The dissenting opinion of the judgment attacks such a standpoint on the grounds that even marginalised communities might not be able to make use of their identity to galvanise votes in solidarity.

4) Rolling back ordinance raj

The first working day of the court also saw another important judgment. The Supreme Court emphatically held that the promulgation of ordinances is subject to judicial review. For quite some time now, the Supreme Court has been critical of the usurping of powers by the executive via ordinance promulgations.

Justice Chandrachud went beyond established precedence that even ordinances of first instance is subject to judicial scrutiny, based on a reading of the SR Bommai case. In no uncertain terms, the court held that ordinance issuing power is not an absolute power, but an exceptional conditional one which may be made only on given circumstances, and also stressed the mandatory nature of placing ordinances before Parliament after the stipulated period. This judgment has huge ramification for executives, including the current central executive, which use re-promulgation of ordinances as a strategy to bypass democratic law-making procedures through Parliament.

5) Sex with minor wife is rape

Section 375 of the Indian Penal Code states that sexual intercourse, even consensual, with a girl below the age of 18, must be construed as rape. Ironically, as per the marital rape exception, even if a man rapes his wife (who is above the age of 15), it shall be construed as consensual sex, and not rape. The Protection of Children from Sexual Assault Act, 2012 indiscriminately criminalises any sexual act with a child below 18.

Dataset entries

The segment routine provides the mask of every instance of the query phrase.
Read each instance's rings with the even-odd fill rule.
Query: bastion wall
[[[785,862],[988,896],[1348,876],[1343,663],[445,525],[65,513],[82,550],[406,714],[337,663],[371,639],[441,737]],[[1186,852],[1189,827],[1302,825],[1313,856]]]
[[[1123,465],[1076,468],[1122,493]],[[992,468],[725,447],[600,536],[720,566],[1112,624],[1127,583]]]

PROBLEM SET:
a. Answer from the passage:
(i) What did the Supreme Court hold is subject to judicial review?
(ii) On a reading of which case did Justice Chandrachud base his view?
(iii) Under Section 375 of the Indian Penal Code, intercourse with a girl below what age must be construed as rape?
b. Please reproduce the passage between "5) Sex with" and "child below 18.", inclusive, substituting "IPC" for "Indian Penal Code".
The data are separate material, apart from the passage.

RESPONSES PER TASK:
a.
(i) The promulgation of ordinances.
(ii) The SR Bommai case.
(iii) 18.

b.
5) Sex with minor wife is rape

Section 375 of the IPC states that sexual intercourse, even consensual, with a girl below the age of 18, must be construed as rape. Ironically, as per the marital rape exception, even if a man rapes his wife (who is above the age of 15), it shall be construed as consensual sex, and not rape. The Protection of Children from Sexual Assault Act, 2012 indiscriminately criminalises any sexual act with a child below 18.